#### [TEXTO DE LA PÁGINA]
El inglés Anthony Burgess fue un escritor de un raro sentido del humor, una idea ácida de la sociedad y una notable eficacia narrativa. Se lo conoce sobre todo como el autor de La naranja mecánica, pero recorrer el resto de su extensa obra es un camino seguro al placer y un encuentro permanente con la inteligencia.
En la frondosa oferta de efemérides que aporta este año ’17, aparece uno poco propenso a acaparar atenciones. Sucede que este 25 de febrero Anthony Burgess tendría que celebrar su centenario. Algún despistado mirará para otro lado o preguntará con lacónico desdén: “¿Borges?” Casi, pero no. Burgess, un inglés tan católico como iconoclasta. Ganó
prestigio como el creador de La naranja mecánica, en particular luego de la versión cinematográfica de Stanley Kubrik (1971), aunque abominara que se lo recordara por esa obra cuando acumula más de cuarenta títulos y cientos de ensayos y artículos que fueron traducidos a una treintena de idiomas.
Alto, con un remolino amarillo y gris de cabellos que resultaba un jeroglífico -imposible adivinar de dónde provenían- , marcado acento y humor brittish, bebedor y, muy en particular, un perpetuo inconformista que plasmó una implacable visión pesimista sobre todas las cosas, lo cierto es que Burgess tuvo una vida rica y variada en un constante sube y baja emocional.
Nació en Manchester en 1917 como John Anthony Burgess Wilson. Cursó estudios en la Universidad de su ciudad natal y entre 1940 y 1946 debió servir a su país en varios frentes de batalla. Terminada la Segunda Guerra Mundial, trabajó para el Ministerio de Educación británico, por lo que fue nombrado responsable del Servicio Colonial de Kuala Kangsar, Malasia, y posteriormente trasladado junto a su mujer Lynne a Brunei (1954-1959). Fue en este último destino cuando, tras un desmayo sufrido durante una clase, le diagnosticaron un tumor cerebral que lo condenaba a una esperanza de vida máxima de dos años. Para asegurar el porvenir económico de su familia, el moribundo comenzó entonces a escribir a velocidad crucero, al punto de concebir cinco novelas y media en el término de un año. La literatura y la música habían sido desde siempre su verdadera pasión, pero sólo la amenaza de la muerte disparó la vocación.

#### [INFORMACIÓN EXTRAÍDA]
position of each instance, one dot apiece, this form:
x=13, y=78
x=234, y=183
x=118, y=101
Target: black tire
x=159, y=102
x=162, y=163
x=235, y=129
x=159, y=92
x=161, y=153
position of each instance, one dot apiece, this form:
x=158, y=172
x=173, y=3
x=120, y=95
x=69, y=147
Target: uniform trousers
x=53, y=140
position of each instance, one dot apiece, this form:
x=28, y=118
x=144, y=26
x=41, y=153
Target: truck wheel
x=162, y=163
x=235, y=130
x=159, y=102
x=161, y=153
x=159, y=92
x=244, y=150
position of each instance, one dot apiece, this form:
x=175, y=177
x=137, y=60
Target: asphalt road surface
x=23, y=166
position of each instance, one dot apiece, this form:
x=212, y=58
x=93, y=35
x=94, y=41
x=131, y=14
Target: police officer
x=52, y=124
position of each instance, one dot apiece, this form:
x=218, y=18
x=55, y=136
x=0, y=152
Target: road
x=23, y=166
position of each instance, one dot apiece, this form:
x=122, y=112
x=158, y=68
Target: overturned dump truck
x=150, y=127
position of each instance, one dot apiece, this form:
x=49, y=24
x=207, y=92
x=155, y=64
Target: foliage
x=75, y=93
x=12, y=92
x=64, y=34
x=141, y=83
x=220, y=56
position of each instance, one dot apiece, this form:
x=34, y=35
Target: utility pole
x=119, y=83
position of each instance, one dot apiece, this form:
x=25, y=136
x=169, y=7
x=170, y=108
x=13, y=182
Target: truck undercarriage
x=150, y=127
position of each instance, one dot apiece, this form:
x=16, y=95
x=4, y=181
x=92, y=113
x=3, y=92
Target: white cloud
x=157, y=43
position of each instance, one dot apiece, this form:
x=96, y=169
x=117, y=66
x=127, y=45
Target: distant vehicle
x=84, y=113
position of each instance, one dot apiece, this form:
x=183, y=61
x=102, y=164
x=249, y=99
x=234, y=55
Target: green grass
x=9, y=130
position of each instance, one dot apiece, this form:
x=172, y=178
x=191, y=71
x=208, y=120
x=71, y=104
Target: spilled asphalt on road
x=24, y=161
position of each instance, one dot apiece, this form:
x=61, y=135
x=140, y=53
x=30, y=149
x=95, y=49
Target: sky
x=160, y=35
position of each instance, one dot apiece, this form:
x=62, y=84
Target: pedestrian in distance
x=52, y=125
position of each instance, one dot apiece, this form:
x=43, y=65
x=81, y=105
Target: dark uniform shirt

#### [TRABAJO PENDIENTE]
Copia el texto sobre Anthony Burgess desde "Alto, con un" hasta "y baja emocional.", reemplazando "perpetuo inconformista" por "eterno inconformista".

#### [RESPUESTA]
Alto, con un remolino amarillo y gris de cabellos que resultaba un jeroglífico -imposible adivinar de dónde provenían- , marcado acento y humor brittish, bebedor y, muy en particular, un eterno inconformista que plasmó una implacable visión pesimista sobre todas las cosas, lo cierto es que Burgess tuvo una vida rica y variada en un constante sube y baja emocional.